Directions: Transcribe the passage of the anorexia text starting with "Anorexia: What Is" and going on through "dancers, musicians, athletes.".

Supplied text:
-- Opening Marker --

Anorexia: What Is It and Who Gets It?

Anorexia nervosa, mostly referred to as ‘anorexia’ is one of the three related eating disorders – Anorexia Nervosa, Bulimia, and Binge-Eating Disorder. A person is considered anorexic when they restrict their food intake such that significant weight loss and low body weight is reached. This is usually followed by feelings of paranoia about weight gain.

Anybody can be anorexic, male, female, young or old. However, several recorded cases are of high achievers, or those whose careers place them under public glare such that they become image-conscious and consequently, weight-watchers. Public figures like actors/actresses, models, sportsmen and women, dancers, musicians, athletes.

Contrary to wrong perceptions that anorexia is borne of vanity, there is actually no known cause of anorexia, however it can run in families. Others could be based personality traits, psychological and environmental factors. How then do you identify someone who might be suffering from Anorexia?

  • Amenorrhea (an abnormal absence of menstruation, or loss of three consecutive menstrual cycles)
  • Extreme weight loss or thin appearance
  • Dizzy spells or fainting
  • Favours low calorie diets
  • Feels a need to be in control
  • Impaired immunity
  • Gastro intestinal complaints
  • Depression
  • Thinning hair/ hair loss
  • Weird dining behavior like hiding food, and paying too much attention to dining activities than the actual eating
  • Poor wound healing
  • Avoids eating in company of others or in public

…and so many others.

-- Closing Marker --

Available data:
-- Opening Marker --

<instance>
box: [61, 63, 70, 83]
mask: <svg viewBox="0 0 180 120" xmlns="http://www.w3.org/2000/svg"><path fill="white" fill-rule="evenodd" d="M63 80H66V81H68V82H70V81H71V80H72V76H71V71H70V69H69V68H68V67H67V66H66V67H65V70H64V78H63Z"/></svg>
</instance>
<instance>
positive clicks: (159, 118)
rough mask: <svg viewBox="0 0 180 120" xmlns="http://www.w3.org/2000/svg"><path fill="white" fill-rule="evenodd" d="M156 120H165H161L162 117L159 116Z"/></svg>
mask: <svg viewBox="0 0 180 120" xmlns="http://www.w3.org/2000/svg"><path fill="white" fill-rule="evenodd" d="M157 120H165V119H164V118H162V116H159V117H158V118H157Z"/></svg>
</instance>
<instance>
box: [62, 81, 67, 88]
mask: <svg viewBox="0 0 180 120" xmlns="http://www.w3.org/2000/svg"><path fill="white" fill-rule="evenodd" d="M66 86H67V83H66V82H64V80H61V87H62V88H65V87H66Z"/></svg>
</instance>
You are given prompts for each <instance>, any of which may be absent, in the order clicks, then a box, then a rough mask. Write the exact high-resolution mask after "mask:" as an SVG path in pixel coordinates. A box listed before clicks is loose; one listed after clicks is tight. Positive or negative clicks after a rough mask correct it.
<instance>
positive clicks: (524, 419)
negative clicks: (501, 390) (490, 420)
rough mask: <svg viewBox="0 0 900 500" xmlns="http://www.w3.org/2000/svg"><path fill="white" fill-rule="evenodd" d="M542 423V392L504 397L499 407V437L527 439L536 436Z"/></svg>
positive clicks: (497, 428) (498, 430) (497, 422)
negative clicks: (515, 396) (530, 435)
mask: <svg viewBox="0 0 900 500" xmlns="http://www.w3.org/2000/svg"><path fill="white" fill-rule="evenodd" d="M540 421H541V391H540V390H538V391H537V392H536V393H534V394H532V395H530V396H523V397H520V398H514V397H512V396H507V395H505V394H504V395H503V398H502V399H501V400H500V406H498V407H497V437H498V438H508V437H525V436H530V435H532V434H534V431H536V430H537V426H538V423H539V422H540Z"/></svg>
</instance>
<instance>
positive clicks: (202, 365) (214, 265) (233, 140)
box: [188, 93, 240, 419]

-- Closing Marker --

Answer box:
Anorexia: What Is It and Who Gets It?

Anorexia nervosa, mostly referred to as ‘anorexia’ is one of the three related eating disorders – Anorexia Nervosa, Bulimia, and Binge-Eating Disorder. A person is considered anorexic when they restrict their food intake such that significant weight loss and low body weight is reached. This is usually followed by feelings of paranoia about weight gain.

Anybody can be anorexic, male, female, young or old. However, several recorded cases are of high achievers, or those whose careers place them under public glare such that they become image-conscious and consequently, weight-watchers. Public figures like actors/actresses, models, sportsmen and women, dancers, musicians, athletes.